--- begin STORED DATA ---

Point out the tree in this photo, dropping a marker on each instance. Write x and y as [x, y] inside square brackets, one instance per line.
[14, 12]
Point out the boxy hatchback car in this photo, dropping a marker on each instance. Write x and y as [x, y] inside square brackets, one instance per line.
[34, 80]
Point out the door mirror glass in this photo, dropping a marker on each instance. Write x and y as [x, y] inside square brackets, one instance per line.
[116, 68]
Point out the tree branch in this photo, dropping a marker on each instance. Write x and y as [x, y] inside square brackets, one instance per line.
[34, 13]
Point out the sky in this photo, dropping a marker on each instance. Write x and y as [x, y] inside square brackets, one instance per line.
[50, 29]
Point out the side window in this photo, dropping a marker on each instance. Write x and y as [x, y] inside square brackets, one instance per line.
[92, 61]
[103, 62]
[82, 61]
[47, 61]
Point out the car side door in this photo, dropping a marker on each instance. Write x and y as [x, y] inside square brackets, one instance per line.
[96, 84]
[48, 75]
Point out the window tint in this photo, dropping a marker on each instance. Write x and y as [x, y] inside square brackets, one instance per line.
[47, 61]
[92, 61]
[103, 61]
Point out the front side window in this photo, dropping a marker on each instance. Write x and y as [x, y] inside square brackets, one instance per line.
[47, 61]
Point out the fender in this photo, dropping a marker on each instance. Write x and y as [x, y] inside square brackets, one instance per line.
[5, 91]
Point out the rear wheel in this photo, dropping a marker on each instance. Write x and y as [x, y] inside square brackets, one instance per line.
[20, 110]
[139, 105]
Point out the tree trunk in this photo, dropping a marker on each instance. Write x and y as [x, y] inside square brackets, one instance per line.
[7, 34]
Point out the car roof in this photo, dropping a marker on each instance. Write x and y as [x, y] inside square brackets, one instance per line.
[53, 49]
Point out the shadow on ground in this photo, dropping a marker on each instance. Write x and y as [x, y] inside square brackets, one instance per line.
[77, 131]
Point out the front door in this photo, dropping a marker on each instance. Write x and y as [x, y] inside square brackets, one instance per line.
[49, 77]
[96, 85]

--- end STORED DATA ---

== TASK ==
Could you rewrite the records above from the line holding "Point out the window" through the end of the records, inclusive, replacing "dropping" with "placing" and changing nothing else?

== PROBLEM SOLUTION ==
Point out the window tint in this photo, placing a marker on each instance. Write x and y as [x, y] inside square brackets, one instance per line.
[47, 61]
[92, 61]
[103, 61]
Point out the front side window in this photo, placing a marker on each instance. Write x and y as [x, y] inside square brackets, one instance per line.
[47, 61]
Point out the fender in this photo, placing a marker on each instance. Write x and y as [x, y] inside square brackets, one instance per line.
[5, 91]
Point out the rear wheel in this photo, placing a marker on each instance. Write x and y as [x, y] inside square brackets, one instance per line.
[20, 110]
[139, 105]
Point out the tree trunk in this photo, placing a marker on each instance. Write x and y as [x, y] inside square brackets, one instance per line.
[7, 34]
Point out the car roof in this photo, placing a marker on each instance. Write x and y as [x, y] inside square brackets, one instance per line.
[53, 49]
Point out the shadow on ground in this photo, placing a marker on each instance. Write x and y as [x, y] inside square brackets, one instance per line.
[77, 131]
Point out the front door in this photo, placing a marker on each instance. Write x and y as [x, y] inside square brackets, one instance per line.
[49, 77]
[96, 85]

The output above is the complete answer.